Problem to work on:
Convert all of the material below into a two-column CSV with the header row input,output. Give one row for each sentence that asks for marking, with that sentence under input and the coordinates listed after it under output; wrap every field in double quotes and replace line breaks with spaces.
*** Supplied material ***
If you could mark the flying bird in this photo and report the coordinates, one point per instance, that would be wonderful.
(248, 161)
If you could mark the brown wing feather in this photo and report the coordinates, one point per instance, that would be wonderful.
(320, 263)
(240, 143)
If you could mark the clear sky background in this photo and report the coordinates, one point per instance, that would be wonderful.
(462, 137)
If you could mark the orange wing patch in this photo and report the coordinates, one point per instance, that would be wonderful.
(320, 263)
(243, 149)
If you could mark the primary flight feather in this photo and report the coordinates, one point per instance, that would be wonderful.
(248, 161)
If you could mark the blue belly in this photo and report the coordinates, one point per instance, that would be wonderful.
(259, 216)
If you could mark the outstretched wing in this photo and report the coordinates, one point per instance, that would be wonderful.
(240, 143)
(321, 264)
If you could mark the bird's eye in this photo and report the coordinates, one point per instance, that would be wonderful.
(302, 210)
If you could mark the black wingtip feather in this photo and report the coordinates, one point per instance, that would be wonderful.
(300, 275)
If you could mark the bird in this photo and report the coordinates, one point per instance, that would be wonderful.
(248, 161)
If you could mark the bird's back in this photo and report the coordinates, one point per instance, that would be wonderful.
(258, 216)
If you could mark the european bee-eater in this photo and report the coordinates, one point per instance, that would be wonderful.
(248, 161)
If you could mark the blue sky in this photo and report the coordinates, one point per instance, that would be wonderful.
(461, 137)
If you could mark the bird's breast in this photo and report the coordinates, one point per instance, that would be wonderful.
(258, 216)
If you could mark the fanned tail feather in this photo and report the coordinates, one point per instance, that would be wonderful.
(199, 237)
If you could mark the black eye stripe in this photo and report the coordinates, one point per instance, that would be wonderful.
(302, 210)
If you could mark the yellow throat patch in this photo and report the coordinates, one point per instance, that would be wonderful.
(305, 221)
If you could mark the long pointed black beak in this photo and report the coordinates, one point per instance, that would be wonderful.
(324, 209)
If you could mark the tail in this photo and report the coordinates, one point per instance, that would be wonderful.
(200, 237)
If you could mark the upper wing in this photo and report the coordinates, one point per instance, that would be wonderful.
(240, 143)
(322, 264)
***
Output:
input,output
"If you could mark the flying bird in this photo and report the coordinates, one point per instance, that would be wonderful.","(248, 161)"
"If you could mark the brown wing feather in this photo and report the coordinates, one point per instance, that would be wonderful.","(320, 263) (240, 143)"
"If you could mark the clear sky background in this photo and report the coordinates, one point per instance, that would be wonderful.","(462, 137)"
"If you could mark the orange wing patch in this photo and report the coordinates, one point per instance, that would be wonderful.","(320, 263) (243, 149)"
"If you could mark the primary flight feather in this photo and report the coordinates, one point per instance, that would be wonderful.","(248, 161)"
"If you could mark the blue belly in this photo and report the coordinates, one point per instance, that would be wonderful.","(259, 216)"
"If you could mark the outstretched wing in this photo and report the coordinates, one point per instance, that would be wonderful.","(240, 143) (321, 264)"
"If you could mark the bird's eye in this photo and report the coordinates, one point per instance, that would be wonderful.","(302, 210)"
"If you could mark the black wingtip feather in this photo and report the coordinates, one point per instance, that would be wonderful.","(300, 275)"
"If you could mark the bird in this photo and report the coordinates, one point per instance, that would be wonderful.","(248, 161)"
"If you could mark the bird's back in this photo and report the coordinates, one point per instance, that would be wonderful.","(258, 216)"
"If you could mark the european bee-eater in this photo and report the coordinates, one point per instance, that would be wonderful.","(248, 161)"
"If you could mark the blue sky in this photo and report the coordinates, one point per instance, that would be wonderful.","(461, 137)"
"If you could mark the bird's breast in this photo and report the coordinates, one point per instance, that would be wonderful.","(258, 216)"
"If you could mark the fanned tail feather in this photo and report the coordinates, one point per instance, that would be wonderful.","(199, 237)"
"If you could mark the black eye stripe in this photo and report the coordinates, one point per instance, that would be wonderful.","(302, 210)"
"If you could mark the yellow throat patch in this photo and report the coordinates, one point per instance, that would be wonderful.","(305, 221)"
"If you could mark the long pointed black beak in this photo and report the coordinates, one point per instance, that would be wonderful.","(324, 209)"
"If you could mark the tail in this photo and report the coordinates, one point per instance, that would be wonderful.","(200, 237)"
"If you could mark the upper wing in this photo and report the coordinates, one point per instance, that would be wonderful.","(240, 143) (322, 264)"